Primary, Secondary and Tertiary Insurance Policies

As first note, let us understand Medicare insurance.

Medicare is the federal government program that provides health care coverage for the following people,

  • People who are 65 or older
  • Certain younger people with disabilities
  • People with End-Stage Renal Disease (permanent kidney failure requiring dialysis or a transplant, sometimes called ESRD)

The program is funded US Government.

 



In most cases, patient have only one insurance (called as primary insurance)  and normally the claim is sent to primary insurance via CMS 1500 Form or EDI.  After primary insurance process, if there is balance left in the claim, then it is collected from the patient. 

In some cases, the patient may more than one insurance policy and  billing office(Front desk or reception)  in the doctor office responsibility to identify which needs to bill first and then second and so on.


What it means to primary/secondary insurance policy ?

The insurance that pays first (primary payer) pays up to the limits of its coverage.
The one that pays second (secondary payer) only pays if there are costs the primary insurer didn't cover.

Here is some guideline how to identify  the primary, secondary, etc if the patient has more than one insurance policies


1) If the patient is working and less than 65 years old and spouse is also working, if both are covered by their employer,  they may both have family policies , so they are covered under each other employer plan. In this case, patient employer insurance would be primary and spouse employer insurance will be secondary.

2) If the patient is retired  and 65 years old. Then federal Medicare coverage is available for him. If the patient spouse still working and having a family policy coverage by their employer, then spouse plan would be primary and medicare becomes secondary.

3) In the above case, if the patient is retired from military services and still covered by military insurance, then that would be third (Tertiary) insurance.

----------------------------------------

What you need to do =
• 1. In the insurance guide, whose plan is primary when a patient under 65 works, the spouse also works, and both have family policies through their employers?
• 2. Resume the guide to primary, secondary and tertiary insurance policies, continuing on from its final sentence.
The records that follow have nothing to do with the insurance guide.

----------------------------------------

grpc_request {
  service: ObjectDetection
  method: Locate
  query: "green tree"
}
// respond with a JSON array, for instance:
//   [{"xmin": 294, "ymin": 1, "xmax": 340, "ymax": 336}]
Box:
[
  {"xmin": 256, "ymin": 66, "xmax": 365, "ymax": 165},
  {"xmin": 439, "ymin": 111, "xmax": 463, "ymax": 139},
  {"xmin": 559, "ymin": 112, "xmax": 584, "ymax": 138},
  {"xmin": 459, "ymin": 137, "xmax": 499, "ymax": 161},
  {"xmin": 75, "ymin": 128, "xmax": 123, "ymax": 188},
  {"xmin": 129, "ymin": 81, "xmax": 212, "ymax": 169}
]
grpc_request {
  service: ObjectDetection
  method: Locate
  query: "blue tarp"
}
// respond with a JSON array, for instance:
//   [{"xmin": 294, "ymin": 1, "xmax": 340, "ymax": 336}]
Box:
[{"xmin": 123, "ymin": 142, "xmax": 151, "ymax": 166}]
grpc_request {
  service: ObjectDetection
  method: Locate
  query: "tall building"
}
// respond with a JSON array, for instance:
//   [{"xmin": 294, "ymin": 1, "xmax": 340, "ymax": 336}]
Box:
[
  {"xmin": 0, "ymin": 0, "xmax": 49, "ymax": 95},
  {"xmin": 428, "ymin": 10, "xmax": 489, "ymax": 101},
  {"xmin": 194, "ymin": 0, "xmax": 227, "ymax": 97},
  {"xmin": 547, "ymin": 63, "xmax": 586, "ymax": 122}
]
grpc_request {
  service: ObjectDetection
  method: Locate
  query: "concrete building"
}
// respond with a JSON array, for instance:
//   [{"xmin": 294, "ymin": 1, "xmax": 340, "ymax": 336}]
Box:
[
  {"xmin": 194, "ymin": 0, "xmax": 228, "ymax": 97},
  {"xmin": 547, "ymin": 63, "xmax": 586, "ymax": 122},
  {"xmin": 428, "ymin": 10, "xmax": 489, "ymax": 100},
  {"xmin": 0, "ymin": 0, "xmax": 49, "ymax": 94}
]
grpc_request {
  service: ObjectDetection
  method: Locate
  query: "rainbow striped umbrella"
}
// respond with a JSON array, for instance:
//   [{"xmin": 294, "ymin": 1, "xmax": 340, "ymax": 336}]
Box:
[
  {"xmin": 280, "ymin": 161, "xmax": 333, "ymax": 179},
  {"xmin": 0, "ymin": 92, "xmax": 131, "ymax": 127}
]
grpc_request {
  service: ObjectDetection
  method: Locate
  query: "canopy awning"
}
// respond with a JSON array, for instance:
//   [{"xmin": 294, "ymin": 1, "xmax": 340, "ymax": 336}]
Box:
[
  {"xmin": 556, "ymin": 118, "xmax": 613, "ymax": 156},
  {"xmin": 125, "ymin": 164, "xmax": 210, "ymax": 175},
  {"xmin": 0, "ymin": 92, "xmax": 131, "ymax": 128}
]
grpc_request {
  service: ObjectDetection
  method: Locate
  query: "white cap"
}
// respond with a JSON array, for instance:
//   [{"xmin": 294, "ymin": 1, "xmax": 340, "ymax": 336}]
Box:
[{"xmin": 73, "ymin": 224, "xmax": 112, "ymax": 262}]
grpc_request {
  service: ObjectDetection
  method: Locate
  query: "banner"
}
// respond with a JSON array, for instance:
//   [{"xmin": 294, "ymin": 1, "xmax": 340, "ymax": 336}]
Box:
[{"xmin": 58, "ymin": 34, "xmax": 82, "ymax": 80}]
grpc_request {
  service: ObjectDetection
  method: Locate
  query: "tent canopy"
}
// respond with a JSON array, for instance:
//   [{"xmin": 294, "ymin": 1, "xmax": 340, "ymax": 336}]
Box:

----------------------------------------

Your written answers =
• 1. The patient's employer insurance is primary.

• 2.
4) If the patient is still working and is also eligible for Medicare and has insurance through their employer, the employer insurance is primary and Medicare is secondary.

5) If the patient is covered by Medicare and have group health coverage from his former employer, then Medicare becomes primary and former employer insurance becomes secondary.

6) The following are the scenarios where Medicare is primary :

  • An individual who is working for an employer with twenty employees or fewer
  • An individual who is covered by another policy that is not a group policy
  • An individual who is enrolled in Part B but not Part A of the Medicare program
  • An individual who must pay premiums to receive Part A coverage
  • An individual who is retired and receiving coverage under a previous employer’s group policy

 

7) Medicare (and private insurance) is always the secondary payer when treatment is for an accident-related claim, whether automobile, no-fault (injuries that occur on private property, regardless of who is at fault), or liability (injuries that occur on private property when a party is held responsible)

These are not hard-and-fast rules though, it is better to double check with all insurance companies to see exactly which is primary and secondary.